(Source passage)
Is Europe a group of sovereign nations or a superstate? Was the EU created to facilitate free trade or to found a federal superstate. That really is the question to be decided here—and all the while with the prospect of a financial crisis looming over it all.
The euro project has always been about forcing Europe to unite. Its founders knew that a common currency without a common government could not work. They thought the euro could finally force reluctant populations to accept a strong European government. That would be the only alternative to perpetual economic crises. As former EU civil servant and author of The Rotten Heart of Europe Bernard Connolly warned in 2007: “And, whereas the mission of the Fed is to avoid a financial crisis, the mission of the ecb is to provoke one. The purpose of the crisis will be, as [Romano] Prodi, then Commission president, said in 2002, to allow the EU to take more power for itself.”
In the immediate aftermath of the 2008 crisis, Trumpet editor in chief Gerald Flurry wrote that the crisis “will eventually force Europeans to succumb to a strong united government of Europe, led ultimately not from Brussels, but from Berlin” (original emphasis).
Germany’s Constitutional Court has accelerated that crisis. It could easily come in the following months. And at the same time, it is asserting Berlin’s ultimate control over the whole process of European unification.
The European Central Bank is printing money faster than ever to combat the economic effects of coronavirus. The court ruling isn’t directly about this latest round of money printing, but it will directly affect it. This money printing is keeping Italy afloat right now. If the court ruling interferes with it, we could see a crisis fast.
(End Source passage)
▸ **Study questions**
a. Echo the passage on the euro between "Germany’s Constitutional Court" and "a crisis fast.", inclusive.
b. In the passage on the euro, what is the European Central Bank doing to combat the economic effects of coronavirus?
c. Render this sentence from the passage on the euro in German: "Germany’s Constitutional Court has accelerated that crisis."
(Dataset records)
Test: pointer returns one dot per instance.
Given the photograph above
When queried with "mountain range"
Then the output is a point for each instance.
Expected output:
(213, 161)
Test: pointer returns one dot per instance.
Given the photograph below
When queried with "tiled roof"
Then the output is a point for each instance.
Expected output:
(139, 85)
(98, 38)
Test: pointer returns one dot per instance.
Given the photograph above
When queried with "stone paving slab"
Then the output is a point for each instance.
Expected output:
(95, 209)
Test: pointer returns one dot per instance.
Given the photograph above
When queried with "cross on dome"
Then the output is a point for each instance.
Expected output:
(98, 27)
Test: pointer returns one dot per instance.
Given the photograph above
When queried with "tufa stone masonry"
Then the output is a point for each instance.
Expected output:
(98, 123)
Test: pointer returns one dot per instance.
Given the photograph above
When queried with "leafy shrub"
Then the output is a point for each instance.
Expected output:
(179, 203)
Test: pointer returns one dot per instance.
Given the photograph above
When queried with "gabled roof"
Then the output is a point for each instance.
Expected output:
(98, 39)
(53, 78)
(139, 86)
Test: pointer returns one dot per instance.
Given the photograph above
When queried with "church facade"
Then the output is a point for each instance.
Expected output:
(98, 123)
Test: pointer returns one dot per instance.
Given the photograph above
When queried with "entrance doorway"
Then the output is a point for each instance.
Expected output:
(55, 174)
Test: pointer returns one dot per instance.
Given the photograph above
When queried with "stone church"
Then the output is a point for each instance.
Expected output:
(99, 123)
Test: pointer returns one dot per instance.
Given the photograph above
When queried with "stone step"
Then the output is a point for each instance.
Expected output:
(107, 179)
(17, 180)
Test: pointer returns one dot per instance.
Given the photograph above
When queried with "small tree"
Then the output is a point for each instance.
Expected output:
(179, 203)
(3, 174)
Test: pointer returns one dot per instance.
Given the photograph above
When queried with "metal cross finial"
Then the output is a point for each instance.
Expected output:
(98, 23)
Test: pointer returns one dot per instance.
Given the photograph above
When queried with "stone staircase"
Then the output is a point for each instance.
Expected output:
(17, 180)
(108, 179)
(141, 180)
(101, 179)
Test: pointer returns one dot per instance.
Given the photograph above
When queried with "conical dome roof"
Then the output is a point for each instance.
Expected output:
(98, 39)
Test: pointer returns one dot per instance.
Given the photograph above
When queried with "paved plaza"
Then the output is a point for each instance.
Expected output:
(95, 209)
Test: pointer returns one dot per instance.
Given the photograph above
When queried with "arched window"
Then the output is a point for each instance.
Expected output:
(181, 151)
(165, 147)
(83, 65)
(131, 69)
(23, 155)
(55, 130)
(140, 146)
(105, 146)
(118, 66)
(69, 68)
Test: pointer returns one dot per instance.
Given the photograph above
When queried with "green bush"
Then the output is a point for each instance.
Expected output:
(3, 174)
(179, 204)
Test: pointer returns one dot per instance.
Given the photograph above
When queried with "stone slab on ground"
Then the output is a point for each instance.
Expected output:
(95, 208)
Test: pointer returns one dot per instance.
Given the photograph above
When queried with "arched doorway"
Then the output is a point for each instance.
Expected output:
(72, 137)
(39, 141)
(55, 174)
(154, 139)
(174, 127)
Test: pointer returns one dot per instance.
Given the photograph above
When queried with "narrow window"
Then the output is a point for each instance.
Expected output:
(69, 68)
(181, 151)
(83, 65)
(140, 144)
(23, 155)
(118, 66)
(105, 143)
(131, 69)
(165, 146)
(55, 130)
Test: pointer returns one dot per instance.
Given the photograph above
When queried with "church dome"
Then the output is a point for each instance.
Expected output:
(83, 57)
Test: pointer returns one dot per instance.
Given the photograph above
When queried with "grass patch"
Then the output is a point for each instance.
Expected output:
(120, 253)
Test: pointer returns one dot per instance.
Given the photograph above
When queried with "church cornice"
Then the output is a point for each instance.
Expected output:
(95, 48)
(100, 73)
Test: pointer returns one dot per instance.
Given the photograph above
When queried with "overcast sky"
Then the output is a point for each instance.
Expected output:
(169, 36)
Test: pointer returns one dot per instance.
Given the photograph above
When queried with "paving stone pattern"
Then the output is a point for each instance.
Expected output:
(End Dataset records)
▸ **Responses**
a.
Germany’s Constitutional Court has accelerated that crisis. It could easily come in the following months. And at the same time, it is asserting Berlin’s ultimate control over the whole process of European unification.
The European Central Bank is printing money faster than ever to combat the economic effects of coronavirus. The court ruling isn’t directly about this latest round of money printing, but it will directly affect it. This money printing is keeping Italy afloat right now. If the court ruling interferes with it, we could see a crisis fast.

b. It is printing money faster than ever.

c. Das deutsche Verfassungsgericht hat diese Krise beschleunigt.